SET TASK: Please rewrite the lines below, substituting "Here is a formatted sample for reference" for each occurrence of "A formatted sample appears here for guidance" and keeping everything else unchanged. Omit the pictures from your answer.

PROVIDED DATA:

___

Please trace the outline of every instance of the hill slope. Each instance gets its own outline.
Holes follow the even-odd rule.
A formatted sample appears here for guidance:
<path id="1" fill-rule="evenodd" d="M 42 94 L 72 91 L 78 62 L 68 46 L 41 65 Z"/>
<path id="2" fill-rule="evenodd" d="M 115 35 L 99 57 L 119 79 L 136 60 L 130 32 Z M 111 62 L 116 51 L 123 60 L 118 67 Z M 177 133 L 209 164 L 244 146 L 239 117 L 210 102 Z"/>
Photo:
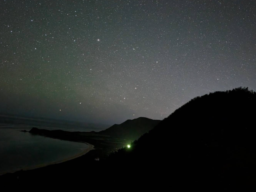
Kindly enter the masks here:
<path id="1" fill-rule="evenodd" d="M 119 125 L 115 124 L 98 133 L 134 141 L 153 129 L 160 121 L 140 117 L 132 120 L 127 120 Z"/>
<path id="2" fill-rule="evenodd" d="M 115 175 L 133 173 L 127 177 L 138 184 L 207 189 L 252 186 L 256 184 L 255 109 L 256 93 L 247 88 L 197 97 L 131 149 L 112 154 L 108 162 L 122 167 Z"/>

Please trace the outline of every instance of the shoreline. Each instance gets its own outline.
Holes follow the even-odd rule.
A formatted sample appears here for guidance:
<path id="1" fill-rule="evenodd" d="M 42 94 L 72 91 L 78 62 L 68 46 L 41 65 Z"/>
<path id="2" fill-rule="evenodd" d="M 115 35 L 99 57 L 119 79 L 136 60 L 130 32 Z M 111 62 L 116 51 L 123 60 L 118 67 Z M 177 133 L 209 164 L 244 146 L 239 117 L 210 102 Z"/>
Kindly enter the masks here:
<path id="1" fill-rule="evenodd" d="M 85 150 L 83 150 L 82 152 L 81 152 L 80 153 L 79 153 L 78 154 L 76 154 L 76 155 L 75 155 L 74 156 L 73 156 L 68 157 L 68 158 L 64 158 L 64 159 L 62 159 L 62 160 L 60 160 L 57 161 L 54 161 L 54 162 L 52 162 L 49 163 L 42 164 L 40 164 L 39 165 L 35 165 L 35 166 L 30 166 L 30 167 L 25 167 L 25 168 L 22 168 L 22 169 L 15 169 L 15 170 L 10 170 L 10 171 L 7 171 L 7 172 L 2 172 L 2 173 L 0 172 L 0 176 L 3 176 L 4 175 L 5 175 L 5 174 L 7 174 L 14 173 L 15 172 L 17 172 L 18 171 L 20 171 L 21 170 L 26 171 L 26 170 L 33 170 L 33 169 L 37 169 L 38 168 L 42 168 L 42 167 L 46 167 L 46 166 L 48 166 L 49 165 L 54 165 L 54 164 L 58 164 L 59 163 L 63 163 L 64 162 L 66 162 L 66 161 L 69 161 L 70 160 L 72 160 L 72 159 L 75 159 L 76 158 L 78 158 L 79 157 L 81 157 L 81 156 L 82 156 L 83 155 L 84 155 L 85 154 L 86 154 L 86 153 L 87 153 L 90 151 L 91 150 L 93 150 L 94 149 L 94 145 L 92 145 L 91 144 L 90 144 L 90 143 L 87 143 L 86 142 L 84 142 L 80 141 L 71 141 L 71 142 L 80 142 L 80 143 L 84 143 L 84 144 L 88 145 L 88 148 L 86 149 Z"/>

___

REPLY TO THE EXERCISE:
Please trace the outline of every instance of the hill slope. Each instance gets its own outline.
Holes follow the even-odd rule.
Here is a formatted sample for reference:
<path id="1" fill-rule="evenodd" d="M 42 94 L 72 91 L 78 62 L 68 46 L 41 65 Z"/>
<path id="2" fill-rule="evenodd" d="M 115 35 L 99 57 L 119 79 L 136 60 L 130 32 Z M 111 62 L 116 51 L 123 60 L 118 67 Z M 177 133 L 209 164 L 244 146 L 239 117 L 210 102 Z"/>
Photo:
Kindly enter the masks here:
<path id="1" fill-rule="evenodd" d="M 119 125 L 115 124 L 98 133 L 134 141 L 153 129 L 160 121 L 140 117 L 132 120 L 127 120 Z"/>
<path id="2" fill-rule="evenodd" d="M 115 175 L 133 173 L 127 177 L 138 184 L 207 189 L 252 186 L 256 184 L 255 109 L 256 93 L 247 88 L 197 97 L 131 149 L 112 154 L 108 162 L 122 167 Z"/>

Please trace the outline of every instance of the shoreline. Each instance gets its own outline.
Holes follow the even-odd rule.
Here is a formatted sample for reference:
<path id="1" fill-rule="evenodd" d="M 42 94 L 72 91 L 78 62 L 68 46 L 41 65 Z"/>
<path id="2" fill-rule="evenodd" d="M 115 35 L 99 57 L 119 79 L 136 60 L 130 32 Z M 111 62 L 116 51 L 123 60 L 118 67 Z M 177 133 L 209 164 L 244 146 L 239 117 L 210 102 Z"/>
Kindly enter the masks here:
<path id="1" fill-rule="evenodd" d="M 85 150 L 83 150 L 82 152 L 81 152 L 80 153 L 79 153 L 78 154 L 76 154 L 76 155 L 75 155 L 74 156 L 73 156 L 68 157 L 68 158 L 64 158 L 64 159 L 62 159 L 62 160 L 60 160 L 57 161 L 54 161 L 54 162 L 52 162 L 49 163 L 42 164 L 40 164 L 39 165 L 35 165 L 35 166 L 30 166 L 30 167 L 25 167 L 25 168 L 22 168 L 22 169 L 15 169 L 15 170 L 10 170 L 10 171 L 7 171 L 7 172 L 2 172 L 2 173 L 0 172 L 0 176 L 3 176 L 4 175 L 5 175 L 5 174 L 7 174 L 14 173 L 15 172 L 17 172 L 18 171 L 20 171 L 21 170 L 26 171 L 26 170 L 33 170 L 33 169 L 37 169 L 38 168 L 42 168 L 42 167 L 46 167 L 46 166 L 48 166 L 49 165 L 54 165 L 54 164 L 58 164 L 59 163 L 63 163 L 64 162 L 66 162 L 66 161 L 69 161 L 70 160 L 72 160 L 72 159 L 75 159 L 76 158 L 78 158 L 79 157 L 81 157 L 81 156 L 82 156 L 83 155 L 84 155 L 85 154 L 86 154 L 86 153 L 87 153 L 90 151 L 91 150 L 93 150 L 94 149 L 94 145 L 92 145 L 91 144 L 90 144 L 90 143 L 87 143 L 86 142 L 84 142 L 80 141 L 71 141 L 71 142 L 80 142 L 80 143 L 84 143 L 84 144 L 88 145 L 88 148 L 86 149 Z"/>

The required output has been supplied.